À la recherche de meilleures conditions

Une grande partie de ses recherches s’intéresse aux femmes qui sont revenues sur le marché du travail après les fermetures pandémiques, ce qui a poussé la participation des femmes au marché du travail à un niveau record de 85,6 % en janvier.

Mais plusieurs d’entre elles ne sont pas retournées à leur emploi ou à leurs industries antérieurs et ont plutôt cherché un travail assorti de rôles mieux rémunérés et « plus productifs », selon le rapport.

Les « secteurs à contacts rapprochés » comme l’hôtellerie, par exemple, ont connu un exode d’environ 178 000 employés, lorsqu’ils ont été contraints de fermer pour lutter contre la COVID-19, a expliqué Mme Freestone.

Bon nombre des travailleurs qui ont fui ces secteurs étaient des femmes. Bien qu’elles occupaient environ 55 % des emplois dans ces secteurs avant la pandémie, les femmes représentaient 80 % des personnes qui s’en éloignaient.

La Banque Royale a estimé que près de 140 000 femmes ont perdu des emplois dans des secteurs à contacts rapprochés, dont plusieurs se sont mises à la recherche de postes dans des secteurs à faible contact, les services professionnels, scientifiques et techniques, ainsi que la finance, l’assurance et l’immobilier.

« La majorité des personnes qui sont passées de ces secteurs à des secteurs mieux rémunérés étaient titulaires d’un diplôme ou d’un diplôme collégial, donc une grande partie de ces personnes étaient potentiellement des femmes surqualifiées pour leurs postes, qui sont passées dans des secteurs qui correspondent mieux à leur niveau de scolarité », a expliqué Mme Freestone.

« Et je pense que peut-être que les femmes travaillant dans le secteur de l’hôtellerie ont vu d’autres femmes capables de travailler à domicile travaillant dans ces industries, comme la technologie et la finance, donc je pense qu’il y avait définitivement une incitation à se diriger vers ces industries plus flexibles. »

La refonte de leur carrière a été facilitée par des modalités de travail plus flexibles et des services de garde d’enfants abordables, et plusieurs étaient à la recherche d’un risque moindre par rapport à la COVID-19 et de revenus plus élevés.

Cependant, bon nombre de leurs salaires restent inférieurs à ceux de leurs homologues masculins.
■ ■ ■ ■ ■
> Consignes de travail:
1. D'après le texte sur les femmes et le marché du travail, quelle part des personnes qui ont quitté les secteurs à contacts rapprochés les femmes représentaient-elles ?
2. Poursuivez le texte sur les femmes et le marché du travail à partir de sa dernière phrase.
■ ■ ■ ■ ■
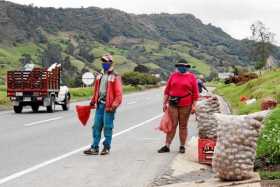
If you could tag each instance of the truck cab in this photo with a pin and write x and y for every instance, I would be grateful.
(37, 87)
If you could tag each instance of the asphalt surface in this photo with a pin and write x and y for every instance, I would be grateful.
(43, 149)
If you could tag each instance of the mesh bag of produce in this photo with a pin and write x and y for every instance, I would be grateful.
(207, 123)
(235, 150)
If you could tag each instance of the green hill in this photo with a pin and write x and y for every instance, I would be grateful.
(77, 37)
(267, 85)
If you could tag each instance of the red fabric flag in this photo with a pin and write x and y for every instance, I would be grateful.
(83, 113)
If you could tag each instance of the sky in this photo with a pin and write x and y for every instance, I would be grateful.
(233, 16)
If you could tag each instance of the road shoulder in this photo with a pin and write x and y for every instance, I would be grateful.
(186, 171)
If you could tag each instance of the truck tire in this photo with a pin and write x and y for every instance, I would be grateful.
(35, 108)
(66, 104)
(18, 109)
(51, 107)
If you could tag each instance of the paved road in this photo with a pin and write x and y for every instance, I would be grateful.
(46, 149)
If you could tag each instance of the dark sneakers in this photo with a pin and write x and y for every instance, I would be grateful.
(182, 149)
(91, 151)
(105, 151)
(164, 149)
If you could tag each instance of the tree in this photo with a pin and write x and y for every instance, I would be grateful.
(263, 46)
(25, 59)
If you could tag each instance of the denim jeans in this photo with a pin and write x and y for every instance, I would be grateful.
(102, 121)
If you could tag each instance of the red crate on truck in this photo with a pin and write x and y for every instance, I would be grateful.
(206, 150)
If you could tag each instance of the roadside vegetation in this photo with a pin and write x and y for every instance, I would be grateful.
(267, 85)
(268, 149)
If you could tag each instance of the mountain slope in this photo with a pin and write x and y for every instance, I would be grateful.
(157, 40)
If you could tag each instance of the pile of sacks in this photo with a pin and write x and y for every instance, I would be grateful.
(235, 150)
(268, 103)
(207, 123)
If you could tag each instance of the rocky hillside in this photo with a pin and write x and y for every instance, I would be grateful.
(83, 34)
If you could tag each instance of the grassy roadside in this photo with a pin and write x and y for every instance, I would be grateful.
■ ■ ■ ■ ■
> Exercices corrigés:
1. Les femmes représentaient 80 % des personnes qui s'éloignaient de ces secteurs.

2.
Bien que les femmes représentaient 60 % des emplois créés dans la finance, l’assurance et l’immobilier au cours de la pandémie, les femmes diplômées et travaillant dans la finance, l’assurance, l’immobilier et la location ou le crédit-bail gagnaient environ 85 cents pour chaque dollar gagné par les hommes.

Dans tous les secteurs, les femmes gagnaient en moyenne 89 cents pour chaque dollar gagné par un homme en 2021, selon les dernières données de Statistique Canada.

Même tendance au Québec

En 2022, l’écart de rémunération horaire entre les hommes et les femmes atteignait 3,25 $ au Québec. L’Institut de la statistique du Québec précise ainsi que la rémunération horaire moyenne des femmes de 15 ans et plus atteignait 29,29 $ en 2022 et celle des hommes du même groupe d’âge 32,54 $.

C’est donc dire que pour chaque dollar gagné par un homme, une femme en gagnait 0,90 $. Il reste que les écarts entre les hommes et les femmes se sont atténués depuis une dizaine d’années, toutes proportions gardées.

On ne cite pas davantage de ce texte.